→ **Directions for this task**:
Rewrite the lines below, changing "list the coordinates" to "give the positions" wherever it occurs and leaving the rest of each line unchanged.
— BEGIN —
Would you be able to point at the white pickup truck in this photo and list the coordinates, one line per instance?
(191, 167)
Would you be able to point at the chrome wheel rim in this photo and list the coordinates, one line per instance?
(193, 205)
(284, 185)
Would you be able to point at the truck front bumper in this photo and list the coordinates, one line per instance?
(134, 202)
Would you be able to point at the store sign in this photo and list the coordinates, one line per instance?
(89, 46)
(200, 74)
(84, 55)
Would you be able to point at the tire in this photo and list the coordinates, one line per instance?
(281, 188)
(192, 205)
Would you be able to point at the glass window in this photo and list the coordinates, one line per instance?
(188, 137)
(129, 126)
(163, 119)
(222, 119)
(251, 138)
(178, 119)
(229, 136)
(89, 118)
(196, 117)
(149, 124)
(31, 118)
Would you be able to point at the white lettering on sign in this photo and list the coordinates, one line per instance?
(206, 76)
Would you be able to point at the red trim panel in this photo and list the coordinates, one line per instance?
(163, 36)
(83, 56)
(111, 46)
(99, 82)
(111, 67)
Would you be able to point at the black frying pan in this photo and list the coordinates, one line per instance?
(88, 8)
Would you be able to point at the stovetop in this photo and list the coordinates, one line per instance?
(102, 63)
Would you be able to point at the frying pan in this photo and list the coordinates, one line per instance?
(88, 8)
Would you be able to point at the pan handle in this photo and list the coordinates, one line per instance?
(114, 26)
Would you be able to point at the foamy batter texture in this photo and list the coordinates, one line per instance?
— END —
→ **Solution for this exercise**:
Would you be able to point at the white pickup truck in this photo and give the positions, one line per instance?
(191, 167)
Would you be able to point at the chrome wheel rim in this photo and give the positions, one line per instance?
(193, 205)
(284, 185)
Would you be able to point at the truck front bumper in this photo and give the positions, one line per instance?
(134, 202)
Would you be able to point at the store sign in this photo and give the positions, one line per instance?
(89, 46)
(200, 74)
(84, 55)
Would you be able to point at the tire in this photo and give the positions, one line per instance?
(281, 188)
(192, 205)
Would you be able to point at the glass window in this photo and give the positions, one line per instance?
(188, 137)
(129, 126)
(163, 119)
(222, 119)
(251, 138)
(178, 119)
(229, 136)
(89, 118)
(196, 117)
(149, 124)
(31, 118)
Would you be able to point at the white lettering on sign in this photo and give the positions, one line per instance?
(206, 76)
Would you be able to point at the red trim panel in this photo and give the positions, one line per instance?
(163, 36)
(83, 56)
(111, 46)
(99, 82)
(111, 67)
Would you be able to point at the black frying pan in this photo and give the positions, one line per instance?
(88, 8)
Would you be able to point at the stovetop in this photo and give the positions, one line per instance?
(102, 63)
Would you be able to point at the frying pan in this photo and give the positions, one line per instance?
(88, 8)
Would you be able to point at the pan handle in this photo and give the positions, one line per instance?
(114, 26)
Would you be able to point at the foamy batter texture in this photo and give the positions, one line per instance?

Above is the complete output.